[Exercise data]
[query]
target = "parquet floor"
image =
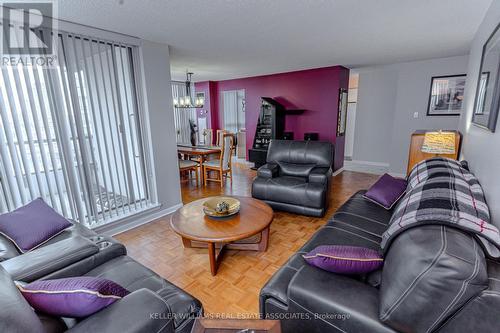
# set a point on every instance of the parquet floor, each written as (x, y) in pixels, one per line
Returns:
(234, 290)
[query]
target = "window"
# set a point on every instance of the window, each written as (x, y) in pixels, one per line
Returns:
(72, 134)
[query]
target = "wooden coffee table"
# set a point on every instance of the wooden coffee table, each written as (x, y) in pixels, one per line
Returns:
(247, 230)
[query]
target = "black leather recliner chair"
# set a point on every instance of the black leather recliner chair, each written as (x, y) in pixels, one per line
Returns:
(154, 304)
(296, 177)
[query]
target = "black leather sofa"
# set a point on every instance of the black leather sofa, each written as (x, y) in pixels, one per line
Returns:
(296, 177)
(435, 279)
(154, 305)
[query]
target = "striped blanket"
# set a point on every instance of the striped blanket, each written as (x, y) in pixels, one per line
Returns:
(440, 191)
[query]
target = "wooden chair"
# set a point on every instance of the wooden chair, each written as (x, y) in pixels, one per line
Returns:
(186, 167)
(223, 165)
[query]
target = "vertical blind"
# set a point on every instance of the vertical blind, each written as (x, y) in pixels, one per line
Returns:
(182, 115)
(71, 134)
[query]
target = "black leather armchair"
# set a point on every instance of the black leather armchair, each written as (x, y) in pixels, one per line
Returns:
(140, 311)
(296, 177)
(154, 304)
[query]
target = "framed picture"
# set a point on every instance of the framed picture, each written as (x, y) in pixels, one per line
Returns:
(446, 95)
(342, 113)
(487, 102)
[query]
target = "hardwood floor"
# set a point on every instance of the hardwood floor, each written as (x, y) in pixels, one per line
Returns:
(235, 289)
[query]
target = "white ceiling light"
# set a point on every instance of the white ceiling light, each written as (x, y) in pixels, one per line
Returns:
(186, 102)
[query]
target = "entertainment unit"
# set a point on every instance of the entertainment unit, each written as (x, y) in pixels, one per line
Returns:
(270, 125)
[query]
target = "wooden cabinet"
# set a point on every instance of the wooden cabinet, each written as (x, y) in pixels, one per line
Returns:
(416, 154)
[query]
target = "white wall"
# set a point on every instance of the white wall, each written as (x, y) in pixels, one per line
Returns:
(161, 119)
(388, 97)
(481, 147)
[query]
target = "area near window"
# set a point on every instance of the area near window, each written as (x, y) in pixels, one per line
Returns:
(73, 134)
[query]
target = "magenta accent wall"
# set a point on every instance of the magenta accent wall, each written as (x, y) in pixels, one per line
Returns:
(316, 91)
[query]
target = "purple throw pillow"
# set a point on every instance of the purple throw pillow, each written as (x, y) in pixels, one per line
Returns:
(76, 297)
(32, 225)
(386, 191)
(344, 259)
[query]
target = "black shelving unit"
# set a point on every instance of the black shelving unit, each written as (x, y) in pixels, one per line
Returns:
(270, 125)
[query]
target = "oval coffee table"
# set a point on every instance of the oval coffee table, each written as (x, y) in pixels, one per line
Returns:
(247, 230)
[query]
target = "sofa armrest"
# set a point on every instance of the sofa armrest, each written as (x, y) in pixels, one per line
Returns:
(269, 170)
(35, 264)
(140, 311)
(330, 296)
(320, 175)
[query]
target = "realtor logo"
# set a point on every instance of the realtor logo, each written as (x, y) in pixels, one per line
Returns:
(28, 33)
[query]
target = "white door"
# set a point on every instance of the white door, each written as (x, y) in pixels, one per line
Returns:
(233, 102)
(349, 135)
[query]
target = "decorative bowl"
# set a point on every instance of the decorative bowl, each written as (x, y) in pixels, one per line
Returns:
(221, 206)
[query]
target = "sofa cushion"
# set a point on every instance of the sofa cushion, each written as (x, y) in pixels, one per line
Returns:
(301, 152)
(386, 191)
(361, 215)
(77, 297)
(430, 272)
(341, 303)
(32, 225)
(344, 259)
(290, 190)
(295, 169)
(133, 276)
(16, 314)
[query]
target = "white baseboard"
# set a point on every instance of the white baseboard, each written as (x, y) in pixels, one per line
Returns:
(377, 168)
(135, 221)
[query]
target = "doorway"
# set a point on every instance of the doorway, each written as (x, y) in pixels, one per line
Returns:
(233, 102)
(351, 115)
(233, 106)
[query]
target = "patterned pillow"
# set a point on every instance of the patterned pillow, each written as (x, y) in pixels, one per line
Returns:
(76, 297)
(344, 259)
(386, 191)
(32, 225)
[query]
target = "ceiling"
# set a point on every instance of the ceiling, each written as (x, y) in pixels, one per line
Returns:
(223, 39)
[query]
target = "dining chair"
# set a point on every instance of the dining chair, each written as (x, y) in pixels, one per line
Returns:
(222, 166)
(186, 167)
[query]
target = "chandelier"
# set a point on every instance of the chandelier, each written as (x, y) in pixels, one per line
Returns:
(186, 102)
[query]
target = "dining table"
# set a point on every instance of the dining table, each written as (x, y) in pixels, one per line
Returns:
(201, 152)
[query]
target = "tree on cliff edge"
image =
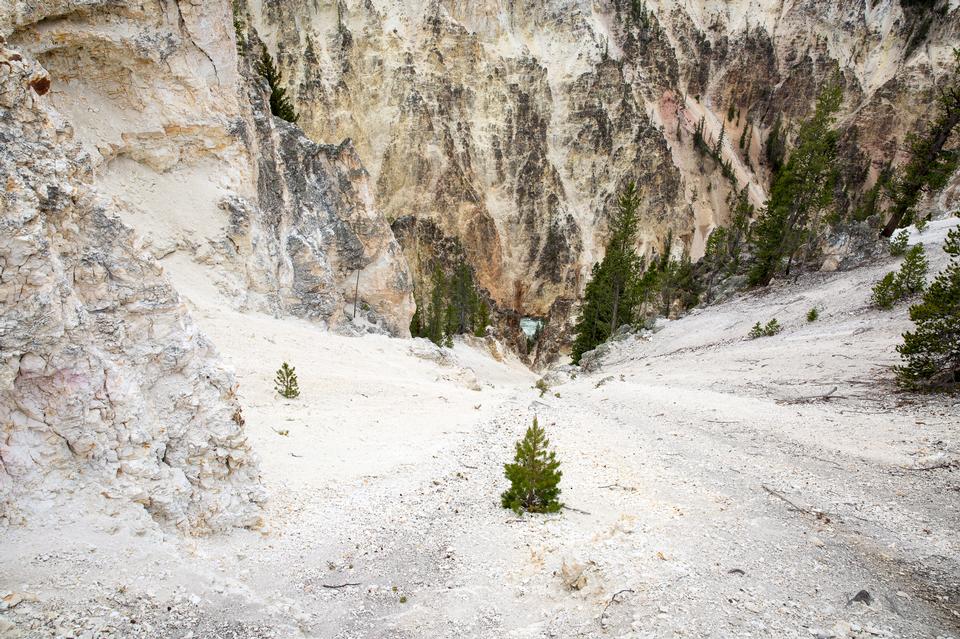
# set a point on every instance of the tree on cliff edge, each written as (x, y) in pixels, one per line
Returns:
(610, 296)
(931, 161)
(280, 104)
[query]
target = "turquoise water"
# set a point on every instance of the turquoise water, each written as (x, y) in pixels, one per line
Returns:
(530, 325)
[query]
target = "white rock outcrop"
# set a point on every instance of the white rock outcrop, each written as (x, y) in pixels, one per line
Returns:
(104, 378)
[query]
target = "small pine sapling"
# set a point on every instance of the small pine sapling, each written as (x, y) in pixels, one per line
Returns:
(286, 381)
(534, 475)
(769, 329)
(898, 245)
(886, 292)
(931, 352)
(913, 271)
(911, 279)
(772, 328)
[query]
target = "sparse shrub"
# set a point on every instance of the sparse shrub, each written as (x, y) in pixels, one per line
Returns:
(886, 292)
(286, 381)
(909, 280)
(913, 271)
(898, 245)
(931, 352)
(534, 475)
(769, 329)
(542, 386)
(280, 104)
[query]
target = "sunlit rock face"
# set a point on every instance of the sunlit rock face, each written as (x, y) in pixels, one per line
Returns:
(104, 378)
(511, 127)
(178, 130)
(141, 170)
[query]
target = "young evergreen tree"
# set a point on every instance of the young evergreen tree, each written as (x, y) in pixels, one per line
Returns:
(801, 191)
(932, 159)
(482, 319)
(463, 299)
(280, 104)
(609, 298)
(436, 312)
(416, 323)
(286, 381)
(534, 475)
(931, 352)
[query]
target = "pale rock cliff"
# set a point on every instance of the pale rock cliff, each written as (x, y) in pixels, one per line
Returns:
(180, 135)
(103, 376)
(510, 127)
(140, 162)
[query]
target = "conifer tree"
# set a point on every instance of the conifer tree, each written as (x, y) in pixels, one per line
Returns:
(482, 319)
(534, 475)
(286, 381)
(932, 159)
(931, 352)
(801, 191)
(463, 298)
(280, 104)
(416, 323)
(610, 296)
(437, 312)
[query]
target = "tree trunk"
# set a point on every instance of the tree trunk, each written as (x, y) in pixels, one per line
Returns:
(616, 305)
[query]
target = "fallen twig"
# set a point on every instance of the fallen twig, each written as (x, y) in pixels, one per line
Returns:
(950, 465)
(813, 398)
(603, 615)
(819, 514)
(781, 497)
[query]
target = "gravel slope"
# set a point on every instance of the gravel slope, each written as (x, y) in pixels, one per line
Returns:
(723, 487)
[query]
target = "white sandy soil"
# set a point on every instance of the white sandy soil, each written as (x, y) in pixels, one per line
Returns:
(717, 486)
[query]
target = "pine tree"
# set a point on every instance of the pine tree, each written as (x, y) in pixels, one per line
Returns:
(463, 298)
(932, 159)
(931, 352)
(436, 313)
(534, 475)
(776, 147)
(416, 323)
(801, 191)
(482, 319)
(718, 147)
(280, 105)
(286, 381)
(609, 298)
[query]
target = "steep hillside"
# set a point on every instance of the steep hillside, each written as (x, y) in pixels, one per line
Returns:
(510, 127)
(716, 486)
(177, 132)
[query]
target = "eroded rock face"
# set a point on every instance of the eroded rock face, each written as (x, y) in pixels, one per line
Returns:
(103, 375)
(512, 126)
(235, 203)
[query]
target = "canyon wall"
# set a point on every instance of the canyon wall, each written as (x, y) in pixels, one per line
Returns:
(142, 169)
(511, 126)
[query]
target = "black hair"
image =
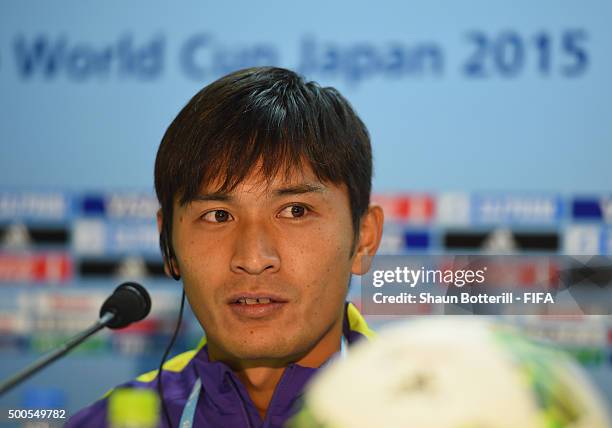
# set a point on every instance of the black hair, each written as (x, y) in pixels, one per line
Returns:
(265, 116)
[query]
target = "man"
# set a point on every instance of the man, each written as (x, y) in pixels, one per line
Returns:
(264, 185)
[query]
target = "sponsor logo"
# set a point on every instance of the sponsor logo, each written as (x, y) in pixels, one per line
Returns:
(592, 209)
(33, 206)
(40, 267)
(502, 241)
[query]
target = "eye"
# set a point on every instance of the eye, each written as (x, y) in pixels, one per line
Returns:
(217, 216)
(293, 211)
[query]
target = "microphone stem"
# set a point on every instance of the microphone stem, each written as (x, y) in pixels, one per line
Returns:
(55, 354)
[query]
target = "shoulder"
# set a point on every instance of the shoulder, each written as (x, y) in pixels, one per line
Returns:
(177, 380)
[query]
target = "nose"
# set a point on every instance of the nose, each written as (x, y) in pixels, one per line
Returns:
(254, 251)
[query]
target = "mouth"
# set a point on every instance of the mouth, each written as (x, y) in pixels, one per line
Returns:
(251, 306)
(255, 299)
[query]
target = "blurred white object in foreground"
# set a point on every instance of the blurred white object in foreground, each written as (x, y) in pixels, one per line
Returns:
(452, 373)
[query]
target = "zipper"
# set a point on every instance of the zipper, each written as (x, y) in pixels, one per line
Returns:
(242, 403)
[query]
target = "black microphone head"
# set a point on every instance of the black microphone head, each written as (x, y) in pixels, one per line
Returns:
(129, 302)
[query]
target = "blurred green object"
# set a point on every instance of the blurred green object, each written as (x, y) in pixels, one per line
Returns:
(452, 373)
(133, 408)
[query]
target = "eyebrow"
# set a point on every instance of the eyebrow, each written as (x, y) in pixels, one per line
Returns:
(297, 189)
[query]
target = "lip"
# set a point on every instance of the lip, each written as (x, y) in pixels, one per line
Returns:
(257, 311)
(275, 298)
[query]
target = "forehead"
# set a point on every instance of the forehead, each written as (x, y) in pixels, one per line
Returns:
(293, 179)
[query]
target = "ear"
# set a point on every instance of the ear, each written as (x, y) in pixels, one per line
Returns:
(370, 234)
(167, 263)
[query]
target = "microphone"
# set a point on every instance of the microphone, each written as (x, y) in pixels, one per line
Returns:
(130, 302)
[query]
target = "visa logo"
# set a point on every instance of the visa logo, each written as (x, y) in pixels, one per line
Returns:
(52, 57)
(592, 209)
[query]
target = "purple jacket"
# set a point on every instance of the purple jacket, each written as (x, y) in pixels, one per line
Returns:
(223, 401)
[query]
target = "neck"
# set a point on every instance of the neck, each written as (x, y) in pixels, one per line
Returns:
(261, 377)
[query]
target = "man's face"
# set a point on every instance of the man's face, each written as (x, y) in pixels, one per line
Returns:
(266, 267)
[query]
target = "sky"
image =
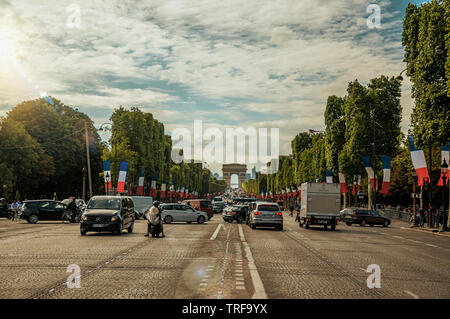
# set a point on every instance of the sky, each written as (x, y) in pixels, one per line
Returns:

[Your objective] Count each line of the listing that contains "magenta" and give the count alone.

[Result for this exercise] 2